[Collection entries]
--- START ---

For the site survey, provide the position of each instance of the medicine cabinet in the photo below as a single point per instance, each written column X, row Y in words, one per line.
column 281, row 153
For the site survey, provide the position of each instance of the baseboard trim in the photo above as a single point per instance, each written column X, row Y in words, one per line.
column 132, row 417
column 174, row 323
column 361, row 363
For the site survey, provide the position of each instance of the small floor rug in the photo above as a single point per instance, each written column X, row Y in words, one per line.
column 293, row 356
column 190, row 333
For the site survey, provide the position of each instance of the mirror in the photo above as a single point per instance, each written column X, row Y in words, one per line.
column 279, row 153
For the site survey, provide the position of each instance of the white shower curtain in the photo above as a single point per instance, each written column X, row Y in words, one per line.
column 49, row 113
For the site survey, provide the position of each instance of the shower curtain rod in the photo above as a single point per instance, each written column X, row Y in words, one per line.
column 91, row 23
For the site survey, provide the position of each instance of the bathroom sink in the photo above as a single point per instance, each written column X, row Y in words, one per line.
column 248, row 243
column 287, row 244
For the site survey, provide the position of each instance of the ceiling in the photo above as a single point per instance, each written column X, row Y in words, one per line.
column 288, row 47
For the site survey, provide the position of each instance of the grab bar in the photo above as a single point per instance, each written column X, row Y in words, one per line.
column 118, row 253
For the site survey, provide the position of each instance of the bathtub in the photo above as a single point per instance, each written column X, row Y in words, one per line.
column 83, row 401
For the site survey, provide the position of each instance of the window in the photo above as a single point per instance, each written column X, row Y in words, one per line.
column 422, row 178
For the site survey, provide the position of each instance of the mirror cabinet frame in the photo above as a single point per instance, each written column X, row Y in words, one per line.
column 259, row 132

--- END ---

◆ EXERCISE DESCRIPTION
Repeat every entry exactly as written above.

◆ TASK RESPONSE
For the site survey, provide the position of each instance of the medicine cabinet in the photo below as a single point per instance, each written column X, row Y in words, one per line.
column 281, row 153
For the site survey, provide the position of each instance of the baseboard trim in the photo above as a single point per instance, each written column X, row Y in words, one per line.
column 132, row 417
column 174, row 323
column 361, row 363
For the site survey, provide the position of each instance of the small floor rug in the photo above as a single point per instance, each written column X, row Y in words, one per line.
column 293, row 356
column 190, row 333
For the site survey, provide the position of each instance of the mirror in the photo above as a single point per instance, each written column X, row Y in words, one per line.
column 279, row 153
For the site survey, provide the position of each instance of the white shower curtain in the photo above as a single point per instance, each written column X, row Y in words, one per line.
column 49, row 113
For the site survey, provide the position of each instance of the shower curtain rod in the photo above as a single point per instance, each written column X, row Y in words, one per line.
column 91, row 23
For the site survey, provide the position of each instance of the bathroom sink in the photo above as a single point per instance, each written column X, row Y in words, one per line.
column 248, row 243
column 287, row 244
For the site survey, provide the position of each instance of the ceiling in the photo above as a single point per instance, each written column X, row Y in words, one per line.
column 288, row 47
For the site survey, provide the position of each instance of the grab bar in the photo above as a single point per instance, each written column X, row Y in words, one per line.
column 118, row 253
For the site survey, provide the position of each instance of the bathtub in the photo above as a single point per instance, each written column X, row Y in words, one per line.
column 83, row 401
For the site survey, provide the position of each instance of the window in the photo above as a single point per instance, each written column X, row Y in words, one per line.
column 422, row 178
For the site survey, provide the position of each instance of the mirror cabinet frame in the photo above as a single point per instance, each written column X, row Y in words, one per line.
column 259, row 132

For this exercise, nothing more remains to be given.